▶ **Page text**
———
Functions

Data structures

DistributedData.Dinfo — Type

Dinfo

The basic structure for working with loaded data, distributed amongst workers. In completeness, it represents a dataset as such:

val is the "value name" under which the data are saved in processes. E.g. val=:foo means that there is a variable foo on each process holding a part of the matrix.
workers is a list of workers (in correct order!) that hold the data (similar to DArray.pids)

source

Base functions

DistributedData.dexec — Method

dexec(val, fn, workers)

Execute a function on workers, taking val as a parameter. Results are not collected. This is optimal for various side-effect-causing computations that are not easily expressible with dtransform.

source

DistributedData.dexec — Method

dexec(dInfo::Dinfo, fn)

Variant of dexec that works with Dinfo.

source

DistributedData.dmap — Method

dmap(arr::Vector, fn, workers)

Call a function fn on workers, with a single parameter arriving from the corresponding position in arr.

source

DistributedData.dmapreduce — Method

dmapreduce(val, map, fold, workers; prefetch = :all)

A distributed work-alike of the standard mapreduce: Take a function map (a non-modifying transform on the data) and fold (2-to-1 reduction of the results of map), systematically run them on the data described by val distributed on workers, and return the final reduced result.

It is assumed that the fold operation is associative, but not commutative (as in semigroups). If there are no workers, operation returns nothing (we don't have a monoid to magically conjure zero elements :[ ).

In the current version, the reduce step is a sequential left fold, executed in the main process. Parameter prefetch says how many futures should be fetched in advance; increasing prefetch improves the throughput but increases memory usage in case the results of map are big.
———
▶ **Data lines**
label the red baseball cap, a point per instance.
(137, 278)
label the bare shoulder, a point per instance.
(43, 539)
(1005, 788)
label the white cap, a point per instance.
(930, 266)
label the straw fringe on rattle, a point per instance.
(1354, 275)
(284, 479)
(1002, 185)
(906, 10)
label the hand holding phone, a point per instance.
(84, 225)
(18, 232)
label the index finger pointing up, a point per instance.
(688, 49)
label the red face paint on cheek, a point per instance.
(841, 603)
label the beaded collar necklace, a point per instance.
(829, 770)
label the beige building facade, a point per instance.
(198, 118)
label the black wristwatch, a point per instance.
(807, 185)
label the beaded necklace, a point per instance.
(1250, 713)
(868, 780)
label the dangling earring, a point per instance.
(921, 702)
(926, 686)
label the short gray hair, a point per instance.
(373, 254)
———
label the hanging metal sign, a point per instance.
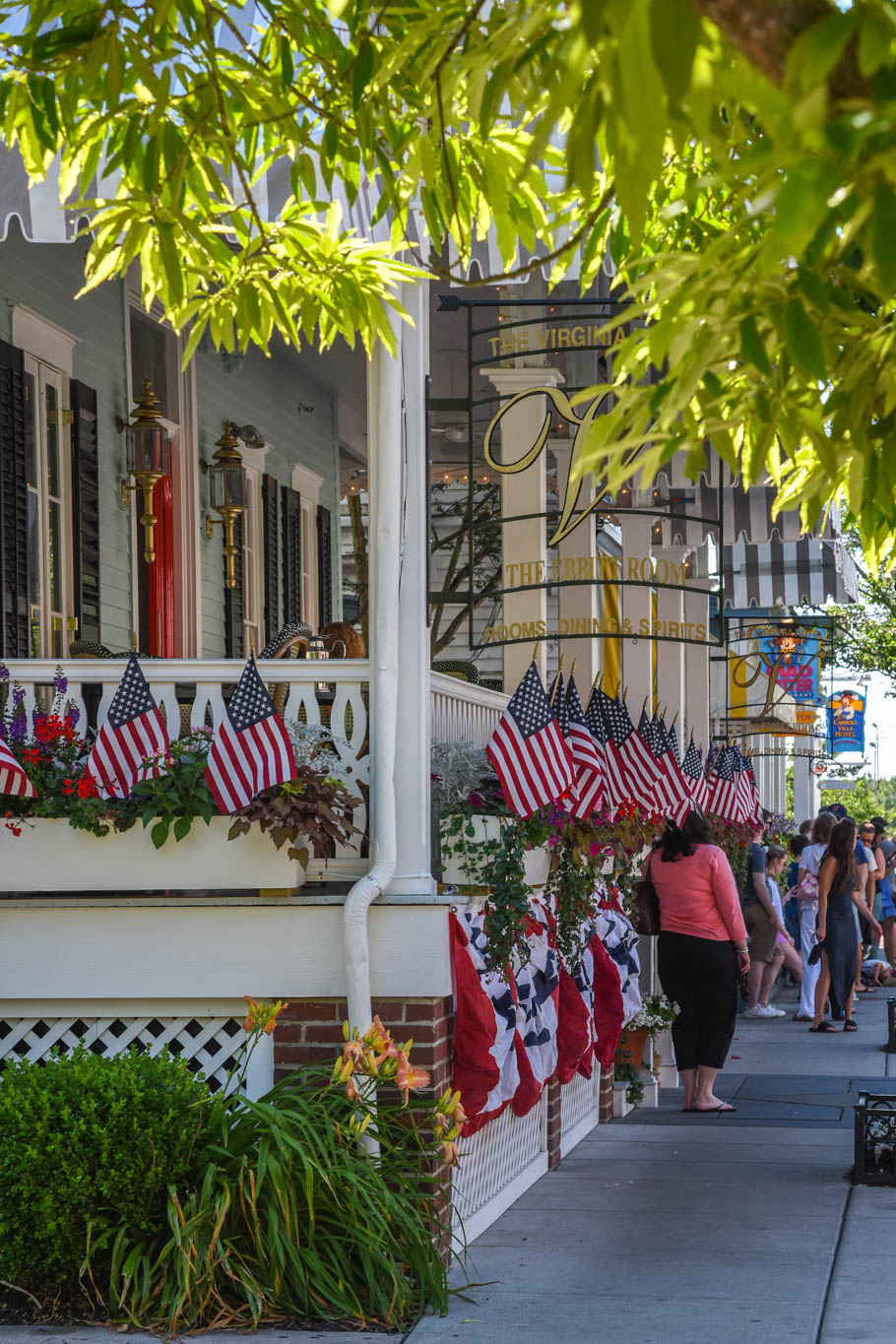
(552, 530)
———
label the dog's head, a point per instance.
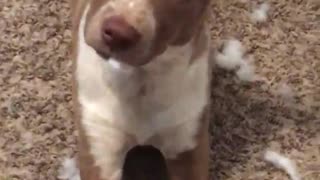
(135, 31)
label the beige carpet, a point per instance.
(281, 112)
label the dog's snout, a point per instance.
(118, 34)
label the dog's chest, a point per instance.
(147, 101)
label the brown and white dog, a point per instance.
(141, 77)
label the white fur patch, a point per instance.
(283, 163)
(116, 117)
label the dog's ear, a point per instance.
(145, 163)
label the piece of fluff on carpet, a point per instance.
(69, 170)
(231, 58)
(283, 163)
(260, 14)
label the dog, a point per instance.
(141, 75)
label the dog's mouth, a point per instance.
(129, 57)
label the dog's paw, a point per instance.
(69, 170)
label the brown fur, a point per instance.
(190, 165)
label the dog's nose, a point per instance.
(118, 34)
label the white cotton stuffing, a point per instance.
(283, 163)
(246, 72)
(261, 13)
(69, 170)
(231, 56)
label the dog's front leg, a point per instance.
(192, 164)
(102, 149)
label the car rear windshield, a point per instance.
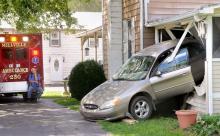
———
▶ **Exercise aim**
Write out every function call signature shown in the DistributedData documentation. Work only from the DistributedData documentation; leave the items aside.

▶ **Finished task**
- dexec(val, fn, workers)
- dexec(dInfo::Dinfo, fn)
- dmap(arr::Vector, fn, workers)
- dmapreduce(val, map, fold, workers; prefetch = :all)